-- Begin QUOTED PASSAGE --

Check if two unordered lists are equal [duplicate]
I'm looking for an easy (and quick) way to determine if two unordered lists contain the same elements:
For example:
['one', 'two', 'three'] == ['one', 'two', 'three'] : true
['one', 'two', 'three'] == ['one', 'three', 'two'] : true
['one', 'two', 'three'] == ['one', 'two', 'three', 'three'] : false
['one', 'two', 'three'] == ['one', 'two', 'three', 'four'] : false
['one', 'two', 'three'] == ['one', 'two', 'four'] : false
['one', 'two', 'three'] == ['one'] : false
I'm hoping to do this without using a map.
Python has a built-in datatype for an unordered collection of (hashable) things, called a set
. If you convert both lists to sets, the comparison will be unordered.
set(x) == set(y)

-- End QUOTED PASSAGE --
-- Begin DATA TO PROCESS --

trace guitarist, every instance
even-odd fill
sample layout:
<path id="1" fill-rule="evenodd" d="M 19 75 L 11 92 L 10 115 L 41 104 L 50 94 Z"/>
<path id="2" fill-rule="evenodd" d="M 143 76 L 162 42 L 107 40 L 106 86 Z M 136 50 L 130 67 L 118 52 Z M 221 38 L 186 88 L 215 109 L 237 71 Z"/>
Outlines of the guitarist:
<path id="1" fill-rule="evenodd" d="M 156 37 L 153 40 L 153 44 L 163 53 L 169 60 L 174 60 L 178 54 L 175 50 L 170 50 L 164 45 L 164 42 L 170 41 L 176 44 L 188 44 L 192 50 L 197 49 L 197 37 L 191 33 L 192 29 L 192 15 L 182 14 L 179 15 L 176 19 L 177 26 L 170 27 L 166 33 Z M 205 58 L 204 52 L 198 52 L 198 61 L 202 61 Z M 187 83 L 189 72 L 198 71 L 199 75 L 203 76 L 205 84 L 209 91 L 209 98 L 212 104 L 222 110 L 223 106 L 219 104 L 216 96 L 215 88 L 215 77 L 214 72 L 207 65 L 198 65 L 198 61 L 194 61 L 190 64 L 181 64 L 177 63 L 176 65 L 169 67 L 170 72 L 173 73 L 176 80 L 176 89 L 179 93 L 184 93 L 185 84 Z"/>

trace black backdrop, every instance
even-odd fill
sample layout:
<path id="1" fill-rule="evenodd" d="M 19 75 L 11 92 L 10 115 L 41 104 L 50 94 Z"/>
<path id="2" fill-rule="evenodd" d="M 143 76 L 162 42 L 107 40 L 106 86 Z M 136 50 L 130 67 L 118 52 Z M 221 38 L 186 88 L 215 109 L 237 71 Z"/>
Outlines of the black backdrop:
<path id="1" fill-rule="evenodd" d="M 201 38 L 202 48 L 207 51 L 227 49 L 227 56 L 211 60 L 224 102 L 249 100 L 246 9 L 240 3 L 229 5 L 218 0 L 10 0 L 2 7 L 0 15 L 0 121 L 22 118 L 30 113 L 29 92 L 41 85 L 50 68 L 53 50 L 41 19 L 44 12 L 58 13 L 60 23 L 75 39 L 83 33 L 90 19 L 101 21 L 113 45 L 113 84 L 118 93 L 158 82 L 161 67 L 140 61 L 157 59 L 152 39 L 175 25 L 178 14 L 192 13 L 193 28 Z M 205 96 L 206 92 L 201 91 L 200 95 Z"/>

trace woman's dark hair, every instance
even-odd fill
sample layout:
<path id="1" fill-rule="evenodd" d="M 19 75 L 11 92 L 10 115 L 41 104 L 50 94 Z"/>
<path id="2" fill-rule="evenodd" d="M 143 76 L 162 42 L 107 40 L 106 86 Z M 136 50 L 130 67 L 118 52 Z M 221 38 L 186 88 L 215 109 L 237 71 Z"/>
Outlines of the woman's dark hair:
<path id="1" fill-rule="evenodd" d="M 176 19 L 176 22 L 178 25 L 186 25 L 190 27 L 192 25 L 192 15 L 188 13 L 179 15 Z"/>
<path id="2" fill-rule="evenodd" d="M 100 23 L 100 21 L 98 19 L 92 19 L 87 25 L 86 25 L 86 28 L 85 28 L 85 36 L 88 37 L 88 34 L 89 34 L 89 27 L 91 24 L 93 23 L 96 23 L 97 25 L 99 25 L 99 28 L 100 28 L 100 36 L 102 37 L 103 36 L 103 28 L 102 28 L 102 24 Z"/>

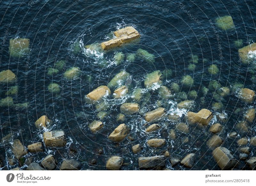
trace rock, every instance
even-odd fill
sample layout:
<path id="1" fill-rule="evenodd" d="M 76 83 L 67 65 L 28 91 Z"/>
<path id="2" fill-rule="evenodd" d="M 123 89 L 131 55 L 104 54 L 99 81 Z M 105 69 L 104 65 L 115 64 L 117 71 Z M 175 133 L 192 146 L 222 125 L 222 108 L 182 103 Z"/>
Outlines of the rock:
<path id="1" fill-rule="evenodd" d="M 101 43 L 100 45 L 102 49 L 114 48 L 140 36 L 138 31 L 132 27 L 127 27 L 116 30 L 114 32 L 114 34 L 117 37 Z"/>
<path id="2" fill-rule="evenodd" d="M 100 121 L 94 120 L 89 125 L 88 127 L 92 132 L 95 133 L 101 129 L 104 125 Z"/>
<path id="3" fill-rule="evenodd" d="M 53 147 L 62 147 L 67 144 L 66 136 L 63 130 L 46 131 L 43 134 L 45 146 Z"/>
<path id="4" fill-rule="evenodd" d="M 129 77 L 130 74 L 124 71 L 121 71 L 117 74 L 108 84 L 108 87 L 111 89 L 117 86 L 124 85 Z"/>
<path id="5" fill-rule="evenodd" d="M 248 139 L 246 137 L 241 138 L 236 142 L 237 144 L 239 146 L 244 146 L 246 145 L 249 142 Z"/>
<path id="6" fill-rule="evenodd" d="M 29 39 L 20 38 L 10 39 L 9 52 L 14 58 L 23 57 L 30 51 Z"/>
<path id="7" fill-rule="evenodd" d="M 242 101 L 251 103 L 254 100 L 255 92 L 246 88 L 242 89 L 240 91 L 239 98 Z"/>
<path id="8" fill-rule="evenodd" d="M 164 167 L 165 161 L 164 156 L 151 157 L 140 157 L 138 159 L 140 168 L 153 168 L 157 167 Z"/>
<path id="9" fill-rule="evenodd" d="M 15 82 L 17 76 L 10 70 L 0 72 L 0 83 L 11 84 Z"/>
<path id="10" fill-rule="evenodd" d="M 240 133 L 247 133 L 250 128 L 248 123 L 244 121 L 239 122 L 236 125 L 236 128 Z"/>
<path id="11" fill-rule="evenodd" d="M 171 139 L 174 140 L 176 139 L 177 136 L 176 133 L 174 130 L 172 129 L 169 131 L 169 137 Z"/>
<path id="12" fill-rule="evenodd" d="M 256 147 L 256 137 L 252 137 L 250 139 L 250 144 Z"/>
<path id="13" fill-rule="evenodd" d="M 117 170 L 124 162 L 124 158 L 119 156 L 112 156 L 108 160 L 106 168 L 108 170 Z"/>
<path id="14" fill-rule="evenodd" d="M 126 86 L 124 85 L 114 91 L 113 97 L 115 99 L 120 99 L 127 94 L 129 92 L 129 90 Z"/>
<path id="15" fill-rule="evenodd" d="M 146 113 L 145 120 L 149 122 L 157 122 L 163 118 L 165 115 L 165 109 L 160 107 Z"/>
<path id="16" fill-rule="evenodd" d="M 42 116 L 35 122 L 35 125 L 37 128 L 43 128 L 49 127 L 51 120 L 45 115 Z"/>
<path id="17" fill-rule="evenodd" d="M 149 64 L 155 63 L 155 56 L 148 51 L 141 49 L 137 50 L 137 56 Z"/>
<path id="18" fill-rule="evenodd" d="M 195 159 L 196 158 L 196 154 L 194 153 L 189 154 L 183 158 L 181 161 L 180 164 L 188 168 L 192 168 L 195 163 Z"/>
<path id="19" fill-rule="evenodd" d="M 160 70 L 154 71 L 148 74 L 145 76 L 144 86 L 146 88 L 152 88 L 156 84 L 161 85 L 163 83 L 162 81 L 163 74 Z"/>
<path id="20" fill-rule="evenodd" d="M 60 170 L 79 170 L 81 163 L 73 159 L 65 159 L 61 163 Z"/>
<path id="21" fill-rule="evenodd" d="M 36 162 L 32 162 L 27 168 L 27 170 L 45 170 L 39 164 Z"/>
<path id="22" fill-rule="evenodd" d="M 222 30 L 226 31 L 235 28 L 233 20 L 230 16 L 219 17 L 216 19 L 215 21 L 216 26 Z"/>
<path id="23" fill-rule="evenodd" d="M 41 142 L 37 142 L 28 145 L 28 151 L 31 152 L 43 152 L 43 144 Z"/>
<path id="24" fill-rule="evenodd" d="M 256 43 L 245 46 L 238 50 L 239 57 L 243 63 L 248 64 L 254 60 L 253 51 L 256 50 Z"/>
<path id="25" fill-rule="evenodd" d="M 172 167 L 174 167 L 180 162 L 180 159 L 176 157 L 172 157 L 170 159 L 170 161 Z"/>
<path id="26" fill-rule="evenodd" d="M 146 129 L 146 131 L 147 132 L 150 132 L 156 130 L 157 129 L 161 128 L 161 126 L 158 124 L 155 123 L 150 125 Z"/>
<path id="27" fill-rule="evenodd" d="M 249 108 L 247 109 L 244 115 L 244 118 L 245 121 L 252 122 L 255 118 L 255 109 Z"/>
<path id="28" fill-rule="evenodd" d="M 139 112 L 140 105 L 137 103 L 126 103 L 123 104 L 120 107 L 120 111 L 122 114 L 130 115 Z"/>
<path id="29" fill-rule="evenodd" d="M 216 65 L 211 65 L 208 68 L 208 72 L 210 74 L 216 75 L 219 73 L 219 68 Z"/>
<path id="30" fill-rule="evenodd" d="M 251 151 L 252 149 L 250 147 L 241 147 L 239 149 L 239 150 L 240 152 L 245 153 L 245 154 L 248 154 L 251 153 Z"/>
<path id="31" fill-rule="evenodd" d="M 208 148 L 213 149 L 221 146 L 223 143 L 224 139 L 218 136 L 212 136 L 206 142 L 206 145 Z"/>
<path id="32" fill-rule="evenodd" d="M 198 123 L 208 125 L 213 117 L 212 112 L 205 109 L 201 109 L 197 113 L 190 112 L 188 112 L 188 120 L 191 124 Z"/>
<path id="33" fill-rule="evenodd" d="M 175 130 L 183 133 L 189 133 L 189 129 L 188 126 L 184 123 L 180 123 L 175 125 Z"/>
<path id="34" fill-rule="evenodd" d="M 12 151 L 17 159 L 19 159 L 27 153 L 25 147 L 18 139 L 13 140 L 13 143 L 12 145 Z"/>
<path id="35" fill-rule="evenodd" d="M 212 151 L 215 160 L 221 170 L 228 170 L 234 167 L 238 161 L 230 151 L 223 147 L 217 147 Z"/>
<path id="36" fill-rule="evenodd" d="M 191 76 L 187 75 L 183 76 L 181 82 L 185 87 L 192 87 L 194 86 L 194 80 Z"/>
<path id="37" fill-rule="evenodd" d="M 55 169 L 57 163 L 57 160 L 52 154 L 48 155 L 41 162 L 41 164 L 43 167 L 48 170 Z"/>
<path id="38" fill-rule="evenodd" d="M 58 84 L 52 83 L 48 86 L 48 91 L 52 94 L 59 94 L 60 92 L 60 88 Z"/>
<path id="39" fill-rule="evenodd" d="M 143 149 L 143 148 L 142 147 L 142 145 L 140 144 L 137 144 L 137 145 L 133 145 L 132 147 L 132 150 L 134 154 L 138 153 Z"/>
<path id="40" fill-rule="evenodd" d="M 94 103 L 104 97 L 111 94 L 111 91 L 108 87 L 102 85 L 95 89 L 84 97 L 84 100 L 87 103 Z"/>
<path id="41" fill-rule="evenodd" d="M 116 116 L 116 121 L 119 123 L 123 123 L 125 120 L 125 116 L 121 113 Z"/>
<path id="42" fill-rule="evenodd" d="M 210 127 L 209 131 L 213 133 L 218 133 L 220 132 L 223 128 L 222 125 L 219 123 L 213 124 Z"/>
<path id="43" fill-rule="evenodd" d="M 191 100 L 185 100 L 179 103 L 178 107 L 179 109 L 185 109 L 188 110 L 193 109 L 195 104 L 195 101 Z"/>
<path id="44" fill-rule="evenodd" d="M 124 139 L 131 129 L 124 124 L 121 124 L 109 135 L 108 138 L 114 142 L 120 142 Z"/>
<path id="45" fill-rule="evenodd" d="M 241 160 L 244 160 L 248 158 L 248 154 L 244 153 L 240 153 L 239 154 L 239 158 Z"/>
<path id="46" fill-rule="evenodd" d="M 165 140 L 154 138 L 149 140 L 148 144 L 152 147 L 161 147 L 165 144 Z"/>
<path id="47" fill-rule="evenodd" d="M 246 164 L 252 170 L 254 170 L 256 167 L 256 157 L 251 157 L 245 161 Z"/>

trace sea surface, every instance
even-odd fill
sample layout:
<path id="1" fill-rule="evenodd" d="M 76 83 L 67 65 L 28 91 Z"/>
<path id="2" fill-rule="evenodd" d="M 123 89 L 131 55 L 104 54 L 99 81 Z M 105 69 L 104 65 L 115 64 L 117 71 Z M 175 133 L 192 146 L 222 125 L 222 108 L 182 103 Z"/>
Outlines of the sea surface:
<path id="1" fill-rule="evenodd" d="M 195 111 L 208 109 L 214 116 L 210 125 L 218 122 L 216 115 L 224 113 L 228 118 L 221 123 L 225 130 L 219 135 L 225 139 L 222 146 L 229 150 L 235 157 L 239 159 L 239 152 L 236 140 L 227 137 L 230 132 L 236 131 L 235 126 L 243 120 L 243 111 L 255 107 L 254 103 L 247 104 L 239 100 L 237 93 L 223 98 L 221 110 L 213 110 L 212 104 L 218 102 L 213 98 L 215 90 L 210 91 L 204 97 L 204 104 L 200 104 L 204 97 L 203 87 L 208 87 L 211 81 L 216 80 L 223 87 L 230 88 L 236 81 L 244 88 L 256 90 L 253 78 L 253 64 L 245 65 L 239 60 L 238 50 L 234 43 L 242 39 L 243 46 L 256 42 L 256 1 L 254 0 L 220 0 L 136 1 L 103 0 L 10 1 L 0 1 L 0 71 L 10 69 L 16 74 L 19 87 L 17 94 L 13 96 L 17 103 L 29 104 L 24 109 L 0 107 L 1 132 L 0 139 L 11 133 L 12 139 L 19 139 L 26 146 L 33 143 L 43 142 L 43 134 L 46 130 L 63 130 L 67 144 L 63 148 L 45 147 L 44 152 L 29 153 L 25 159 L 33 157 L 39 162 L 48 154 L 54 155 L 60 166 L 63 160 L 72 158 L 81 162 L 82 170 L 106 170 L 107 160 L 112 156 L 123 157 L 124 164 L 121 170 L 139 169 L 138 158 L 142 156 L 158 155 L 168 150 L 172 157 L 182 159 L 189 153 L 195 153 L 196 161 L 190 169 L 181 165 L 172 167 L 167 159 L 166 167 L 171 170 L 219 170 L 208 149 L 206 142 L 212 134 L 209 127 L 191 130 L 188 135 L 178 134 L 174 140 L 169 137 L 169 131 L 174 128 L 175 123 L 167 119 L 160 121 L 162 127 L 151 134 L 145 132 L 144 115 L 137 114 L 126 116 L 125 124 L 131 128 L 131 141 L 114 143 L 108 138 L 119 124 L 116 115 L 120 106 L 130 98 L 128 95 L 120 100 L 110 99 L 104 101 L 111 105 L 107 111 L 108 116 L 103 121 L 104 126 L 99 132 L 92 133 L 88 124 L 98 120 L 95 108 L 84 100 L 84 96 L 102 85 L 107 85 L 116 74 L 124 70 L 131 75 L 128 81 L 134 88 L 141 88 L 150 97 L 144 102 L 144 113 L 157 107 L 160 100 L 157 87 L 153 90 L 144 89 L 144 80 L 148 73 L 159 70 L 171 69 L 172 76 L 163 80 L 163 85 L 170 88 L 173 82 L 178 83 L 180 92 L 188 94 L 195 90 L 198 97 Z M 223 30 L 217 27 L 215 20 L 219 17 L 231 16 L 235 28 Z M 108 52 L 84 49 L 85 45 L 100 43 L 113 38 L 112 32 L 132 26 L 140 34 L 136 42 L 117 47 Z M 9 40 L 14 38 L 30 39 L 30 51 L 24 57 L 13 58 L 9 52 Z M 83 49 L 74 52 L 73 46 L 79 43 Z M 132 63 L 125 61 L 117 65 L 113 59 L 117 52 L 135 53 L 142 49 L 152 54 L 155 62 L 148 63 L 137 58 Z M 192 55 L 198 59 L 192 70 L 188 69 Z M 63 72 L 53 76 L 47 75 L 47 69 L 54 67 L 55 63 L 63 60 L 66 63 Z M 105 63 L 104 65 L 101 65 Z M 208 71 L 209 66 L 216 65 L 219 72 L 213 75 Z M 78 67 L 82 71 L 81 76 L 72 80 L 64 77 L 63 73 L 70 67 Z M 183 86 L 182 77 L 190 76 L 194 86 Z M 49 92 L 47 87 L 53 82 L 61 87 L 60 93 Z M 0 85 L 0 98 L 6 97 L 7 86 Z M 164 107 L 169 113 L 178 113 L 183 119 L 188 111 L 177 108 L 180 99 L 164 101 Z M 142 105 L 141 107 L 142 107 Z M 241 111 L 235 111 L 239 108 Z M 53 122 L 49 128 L 36 128 L 35 121 L 46 115 Z M 165 122 L 164 123 L 164 122 Z M 166 123 L 167 122 L 167 123 Z M 166 124 L 167 123 L 167 124 Z M 256 126 L 250 124 L 251 134 L 256 135 Z M 188 137 L 189 142 L 182 143 Z M 243 136 L 243 137 L 246 137 Z M 160 148 L 148 147 L 147 140 L 152 138 L 163 138 L 166 144 Z M 134 154 L 132 146 L 140 143 L 143 150 Z M 8 159 L 14 157 L 9 143 L 0 144 L 1 170 L 17 167 L 11 166 Z M 251 147 L 249 156 L 256 156 L 256 148 Z M 100 154 L 99 149 L 103 153 Z M 92 160 L 96 160 L 94 165 Z M 240 161 L 237 168 L 247 169 L 244 161 Z M 24 164 L 21 168 L 25 169 Z M 56 168 L 57 170 L 58 168 Z"/>

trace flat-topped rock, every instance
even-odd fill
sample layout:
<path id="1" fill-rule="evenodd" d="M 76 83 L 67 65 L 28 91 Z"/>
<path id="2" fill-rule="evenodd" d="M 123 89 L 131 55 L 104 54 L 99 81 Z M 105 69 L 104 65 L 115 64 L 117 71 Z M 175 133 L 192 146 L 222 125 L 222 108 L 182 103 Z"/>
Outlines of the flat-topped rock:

-- End DATA TO PROCESS --

PROBLEM A: Reproduce everything in the list-comparison thread from "Check if two" down to "set(x) == set(y)".
PROBLEM B: Write out everything in the records from the line containing "trace flat-topped rock, every instance" down to the last line of the records.

SOLUTION A:
Check if two unordered lists are equal [duplicate]
I'm looking for an easy (and quick) way to determine if two unordered lists contain the same elements:
For example:
['one', 'two', 'three'] == ['one', 'two', 'three'] : true
['one', 'two', 'three'] == ['one', 'three', 'two'] : true
['one', 'two', 'three'] == ['one', 'two', 'three', 'three'] : false
['one', 'two', 'three'] == ['one', 'two', 'three', 'four'] : false
['one', 'two', 'three'] == ['one', 'two', 'four'] : false
['one', 'two', 'three'] == ['one'] : false
I'm hoping to do this without using a map.
Python has a built-in datatype for an unordered collection of (hashable) things, called a set
. If you convert both lists to sets, the comparison will be unordered.
set(x) == set(y)

SOLUTION B:
trace flat-topped rock, every instance
even-odd fill
sample layout:
<path id="1" fill-rule="evenodd" d="M 76 83 L 67 65 L 28 91 Z"/>
<path id="2" fill-rule="evenodd" d="M 123 89 L 131 55 L 104 54 L 99 81 Z M 105 69 L 104 65 L 115 64 L 117 71 Z M 175 133 L 192 146 L 222 125 L 222 108 L 182 103 Z"/>
Outlines of the flat-topped rock:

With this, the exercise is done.